TamoxifenUse in Treatment of Metastatic Breast Cancer Refractory to Combination Chemotherapy

Author Affiliations

From the Departments of Medicine (Drs Buzdar, Hortobagyi, Wiseman, and Blumenschein) and Developmental Therapeutics (Drs Legha and Benjamin), University of Texas System Cancer Center, M. D. Anderson Hospital, Houston. Dr Legha is a junior faculty clinical fellow of the American Cancer Society.

JAMA. 1979;242(1):49-52. doi:10.1001/jama.1979.03300010033023

Tamoxifen citrate (Nolvadex [Great Britain]; no comparable US product) is a recently developed antiestrogen with significant activity against metastatic breast cancer in postmenopausal women. We investigated its usefulness in breast cancer patients after conventional endocrine therapy and combination chemotherapy had failed. Of the 50 evaluable patients, four (8%) achieved a complete remission, 14 (28%) achieved a partial remission, and ten showed a less than partial response or stabilization of their disease. Median duration of response was eight months, and the survival of responders was significantly prolonged compared to that of the nonresponders. Side effects of the treatment were mild. These results demonstrate that tamoxifen offers the best choice of therapy for patients with metastatic breast cancer after conventional endocrine therapy and combination chemotherapy have failed.

──────

** What is needed **
In the tamoxifen abstract, what does the passage between "Tamoxifen citrate (Nolvadex" and "chemotherapy have failed.", inclusive, say once "complete remission" is changed to "full remission"? Answer using only the text above.

──────

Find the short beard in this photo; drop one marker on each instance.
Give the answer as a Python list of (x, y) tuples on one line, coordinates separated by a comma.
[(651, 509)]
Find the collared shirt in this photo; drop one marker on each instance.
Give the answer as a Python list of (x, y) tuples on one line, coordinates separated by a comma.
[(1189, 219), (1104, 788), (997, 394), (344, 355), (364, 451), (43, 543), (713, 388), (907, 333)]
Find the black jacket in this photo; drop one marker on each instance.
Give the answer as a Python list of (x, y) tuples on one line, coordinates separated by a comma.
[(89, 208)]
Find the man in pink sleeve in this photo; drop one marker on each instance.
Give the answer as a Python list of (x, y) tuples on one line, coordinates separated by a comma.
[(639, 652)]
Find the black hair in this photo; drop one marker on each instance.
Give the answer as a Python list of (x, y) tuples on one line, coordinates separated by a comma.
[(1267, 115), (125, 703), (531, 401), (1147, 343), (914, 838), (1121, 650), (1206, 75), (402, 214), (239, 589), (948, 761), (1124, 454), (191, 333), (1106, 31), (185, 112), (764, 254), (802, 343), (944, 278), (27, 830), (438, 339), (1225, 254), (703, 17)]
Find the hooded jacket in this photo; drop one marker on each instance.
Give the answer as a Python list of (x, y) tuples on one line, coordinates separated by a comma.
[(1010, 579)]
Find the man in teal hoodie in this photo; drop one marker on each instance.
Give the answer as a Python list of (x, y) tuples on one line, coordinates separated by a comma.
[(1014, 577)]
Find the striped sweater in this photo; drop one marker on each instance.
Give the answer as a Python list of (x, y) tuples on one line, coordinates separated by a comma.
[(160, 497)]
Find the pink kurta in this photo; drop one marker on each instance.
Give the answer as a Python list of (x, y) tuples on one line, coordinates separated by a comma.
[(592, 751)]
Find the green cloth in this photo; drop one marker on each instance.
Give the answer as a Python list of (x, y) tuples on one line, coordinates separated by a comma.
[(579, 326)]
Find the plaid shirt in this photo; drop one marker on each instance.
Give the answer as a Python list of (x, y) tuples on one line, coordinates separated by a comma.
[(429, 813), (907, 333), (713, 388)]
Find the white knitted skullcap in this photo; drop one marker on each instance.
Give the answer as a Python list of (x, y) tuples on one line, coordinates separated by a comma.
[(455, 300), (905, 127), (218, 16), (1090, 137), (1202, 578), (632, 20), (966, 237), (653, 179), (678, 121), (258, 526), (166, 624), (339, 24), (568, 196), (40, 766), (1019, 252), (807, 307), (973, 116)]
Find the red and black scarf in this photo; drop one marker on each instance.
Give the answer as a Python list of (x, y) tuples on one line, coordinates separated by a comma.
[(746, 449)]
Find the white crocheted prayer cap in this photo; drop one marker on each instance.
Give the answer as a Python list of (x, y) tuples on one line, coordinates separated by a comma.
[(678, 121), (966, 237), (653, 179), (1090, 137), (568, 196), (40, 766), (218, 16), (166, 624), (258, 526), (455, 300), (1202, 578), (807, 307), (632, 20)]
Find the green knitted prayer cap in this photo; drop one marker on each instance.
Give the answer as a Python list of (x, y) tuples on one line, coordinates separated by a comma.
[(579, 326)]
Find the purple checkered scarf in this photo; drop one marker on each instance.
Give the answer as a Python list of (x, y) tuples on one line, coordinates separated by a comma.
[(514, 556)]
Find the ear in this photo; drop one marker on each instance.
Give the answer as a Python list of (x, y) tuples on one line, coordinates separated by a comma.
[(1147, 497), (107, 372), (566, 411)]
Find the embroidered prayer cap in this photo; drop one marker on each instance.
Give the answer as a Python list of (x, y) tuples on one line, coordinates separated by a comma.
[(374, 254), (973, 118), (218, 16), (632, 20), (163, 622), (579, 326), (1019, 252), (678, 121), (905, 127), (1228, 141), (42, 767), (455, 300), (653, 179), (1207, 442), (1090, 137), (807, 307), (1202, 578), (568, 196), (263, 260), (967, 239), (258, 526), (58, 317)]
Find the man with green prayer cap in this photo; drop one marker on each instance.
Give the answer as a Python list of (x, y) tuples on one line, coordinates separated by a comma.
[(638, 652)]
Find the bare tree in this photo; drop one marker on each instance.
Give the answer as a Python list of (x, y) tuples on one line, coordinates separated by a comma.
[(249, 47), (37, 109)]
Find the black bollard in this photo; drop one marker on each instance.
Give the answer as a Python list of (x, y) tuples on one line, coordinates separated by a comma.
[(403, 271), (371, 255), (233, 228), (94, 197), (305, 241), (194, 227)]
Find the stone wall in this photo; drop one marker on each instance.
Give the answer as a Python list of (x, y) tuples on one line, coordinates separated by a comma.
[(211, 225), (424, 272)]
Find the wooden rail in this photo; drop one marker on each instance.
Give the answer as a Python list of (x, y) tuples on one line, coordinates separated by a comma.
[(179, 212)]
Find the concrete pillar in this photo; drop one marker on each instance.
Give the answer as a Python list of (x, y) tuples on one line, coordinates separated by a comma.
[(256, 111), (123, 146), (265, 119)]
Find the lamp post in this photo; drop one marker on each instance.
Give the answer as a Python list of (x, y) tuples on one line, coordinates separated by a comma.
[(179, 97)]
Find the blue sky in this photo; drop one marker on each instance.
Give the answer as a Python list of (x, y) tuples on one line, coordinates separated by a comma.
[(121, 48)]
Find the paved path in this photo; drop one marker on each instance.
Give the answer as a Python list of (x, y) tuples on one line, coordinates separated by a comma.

──────

** The completed task **
Tamoxifen citrate (Nolvadex [Great Britain]; no comparable US product) is a recently developed antiestrogen with significant activity against metastatic breast cancer in postmenopausal women. We investigated its usefulness in breast cancer patients after conventional endocrine therapy and combination chemotherapy had failed. Of the 50 evaluable patients, four (8%) achieved a full remission, 14 (28%) achieved a partial remission, and ten showed a less than partial response or stabilization of their disease. Median duration of response was eight months, and the survival of responders was significantly prolonged compared to that of the nonresponders. Side effects of the treatment were mild. These results demonstrate that tamoxifen offers the best choice of therapy for patients with metastatic breast cancer after conventional endocrine therapy and combination chemotherapy have failed.